ENTRIES SUPPLIED =

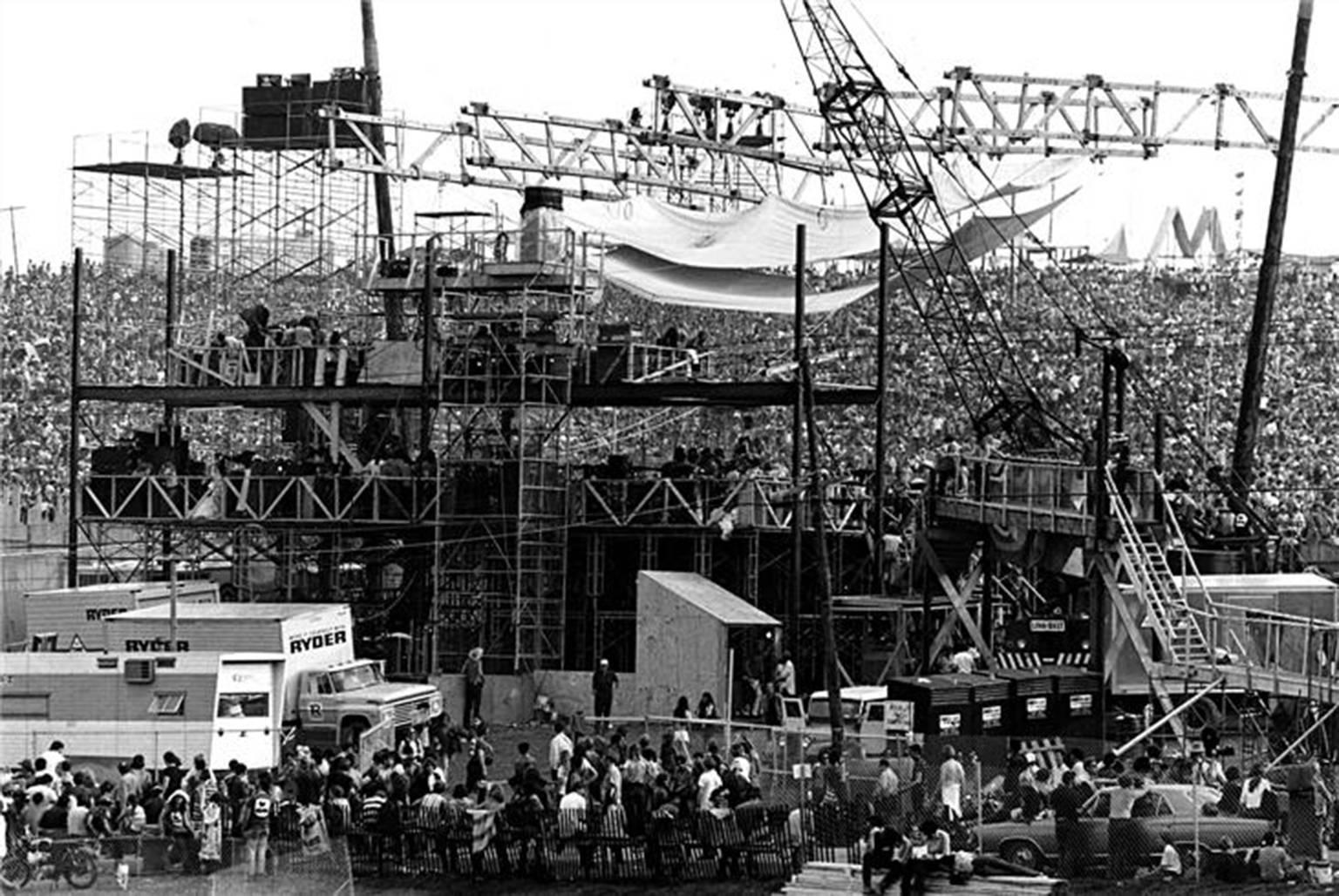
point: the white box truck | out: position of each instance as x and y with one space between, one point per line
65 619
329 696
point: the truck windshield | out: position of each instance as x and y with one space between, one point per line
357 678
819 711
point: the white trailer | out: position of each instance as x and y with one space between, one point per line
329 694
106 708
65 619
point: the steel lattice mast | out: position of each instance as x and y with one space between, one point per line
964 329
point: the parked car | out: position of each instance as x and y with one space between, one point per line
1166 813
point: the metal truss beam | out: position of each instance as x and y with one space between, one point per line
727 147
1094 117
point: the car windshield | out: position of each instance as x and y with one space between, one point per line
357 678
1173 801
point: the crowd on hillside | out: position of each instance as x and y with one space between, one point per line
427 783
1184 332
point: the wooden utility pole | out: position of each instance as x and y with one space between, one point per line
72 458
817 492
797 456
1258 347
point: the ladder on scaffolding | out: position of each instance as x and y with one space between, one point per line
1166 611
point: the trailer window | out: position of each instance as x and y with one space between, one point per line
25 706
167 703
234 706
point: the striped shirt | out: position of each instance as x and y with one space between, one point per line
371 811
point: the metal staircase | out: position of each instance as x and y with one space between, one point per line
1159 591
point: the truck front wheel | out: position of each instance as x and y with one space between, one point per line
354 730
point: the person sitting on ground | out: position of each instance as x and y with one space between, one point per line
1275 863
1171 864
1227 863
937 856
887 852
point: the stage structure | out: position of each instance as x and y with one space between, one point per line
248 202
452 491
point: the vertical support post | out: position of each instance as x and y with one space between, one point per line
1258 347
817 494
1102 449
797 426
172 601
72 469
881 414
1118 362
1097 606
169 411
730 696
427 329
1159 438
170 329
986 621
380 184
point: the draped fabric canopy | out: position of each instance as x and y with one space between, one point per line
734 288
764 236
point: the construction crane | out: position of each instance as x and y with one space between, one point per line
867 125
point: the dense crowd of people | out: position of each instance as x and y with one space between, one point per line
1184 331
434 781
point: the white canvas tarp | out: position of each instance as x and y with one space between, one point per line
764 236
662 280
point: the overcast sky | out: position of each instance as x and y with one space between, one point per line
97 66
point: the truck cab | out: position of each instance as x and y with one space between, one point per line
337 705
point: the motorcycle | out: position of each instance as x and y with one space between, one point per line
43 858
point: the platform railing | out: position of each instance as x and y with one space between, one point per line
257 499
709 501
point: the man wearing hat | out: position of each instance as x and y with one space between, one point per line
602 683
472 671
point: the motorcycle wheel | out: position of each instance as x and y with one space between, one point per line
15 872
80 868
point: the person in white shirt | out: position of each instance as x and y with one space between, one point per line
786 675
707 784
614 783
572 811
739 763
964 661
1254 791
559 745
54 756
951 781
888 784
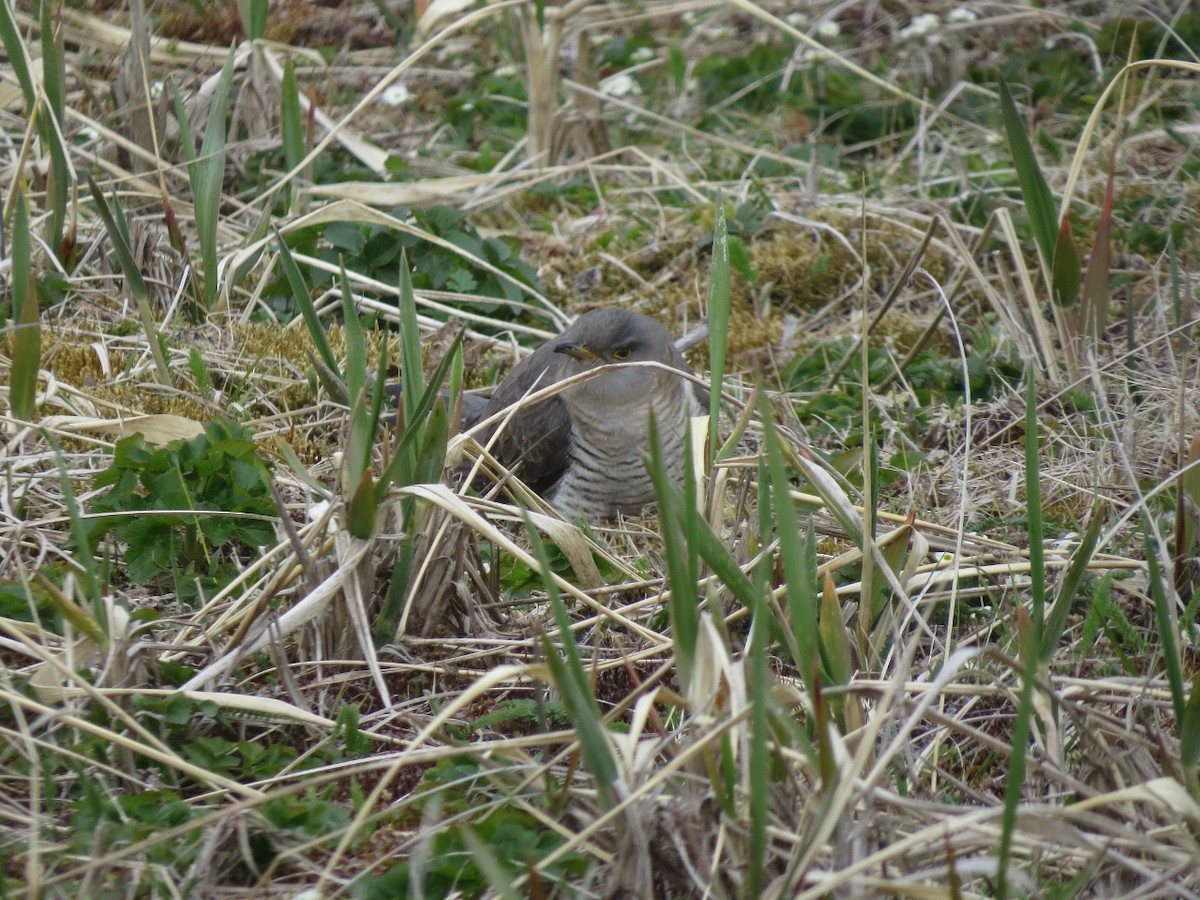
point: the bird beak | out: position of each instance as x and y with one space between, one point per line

TASK TO COMPLETE = Omit the pictures and output all of the other material exactly.

SOLUTION FOR THIS TASK =
point: the white box truck | out: position of each instance as x and y with one space between, one point per line
65 619
329 696
point: the truck windshield | out: position of each instance as x and y with one space between, one point per line
357 678
819 711
point: the white trailer | out: position of each instance as x and y with one space between, one point per line
329 694
106 708
65 619
point: the steel lattice mast | out: position of each instance as x and y with one space between, one point per line
964 329
point: the parked car | out: position of each instance as x and y with one space between, one point per line
1166 813
point: the metal truss beam | out: position of each instance as x and y with one space between, one point per line
727 147
1094 117
point: the car windshield | out: position of each instance as x and y with one space between, one point per line
357 678
1173 801
point: the crowd on hillside | out: position of each instance as x and y with one space between, one point per line
427 783
1184 332
point: the wooden utility pole | out: position of each instance as x and y with one space between, one point per line
72 458
817 492
797 456
1258 347
point: the ladder on scaffolding | out: position of each instance as x and y with one space between, one point per line
1166 611
point: the trailer window | out: position of each instance as x and y with one space between, one point per line
25 706
167 703
234 706
point: the striped shirt | out: position of each instance as x and y with one space between, one point per line
371 811
point: the metal staircase | out: position of each instance as x and y with one space between, one point per line
1159 591
point: the truck front wheel | out: position of each instance as x and y with one space between, one point per line
354 730
point: the person sitting on ground | out: position of each instance as x and y with one space between, one point per line
1275 863
1171 864
1227 863
937 856
887 852
point: the stage structure | out: position of each instance as x and y with one space between, one point per line
248 202
452 491
point: the vertical support post | out: position of each instance as x and y with one space between, one point per line
1258 347
817 494
1102 449
797 426
172 601
72 469
881 414
1118 362
1097 606
169 411
730 696
427 329
1159 438
170 329
986 621
380 184
point: the draped fabric canopy | out: position of each instance as x and y with one space between, one point per line
734 288
764 236
point: the construction crane | out: position of each instance as x and y with one space between, one point per line
867 125
point: the dense crowd of people | out: position of each instance as x and y with one space between, one point per line
1184 331
434 781
point: the white canvas tarp | out: position of each instance as x and y with one space between, one point per line
764 236
662 280
point: the overcast sky | out: position of each instance as x and y with one space between, one point per line
97 66
point: the truck cab | out: position of each instance as x and y with one space between, one point per line
337 705
point: the motorcycle | out: position of each instance as x and y with one space between, one point per line
43 858
point: the platform railing | out: position of each instance as x and y with one space between, one point per line
257 499
709 501
point: the man wearing hat | out: position of each instance as x and y with one space between, one point per line
602 683
472 671
point: the motorcycle wheel | out: position of each instance as x and y with one space between, one point per line
15 872
80 868
point: the person in white shirt | out: position of each instance as x and y with one space between, one point per line
786 675
707 784
614 783
572 811
739 763
964 661
1254 791
559 745
54 756
951 781
888 784
point: the bird beak | out: position of each instance as x and y with one space between, one point per line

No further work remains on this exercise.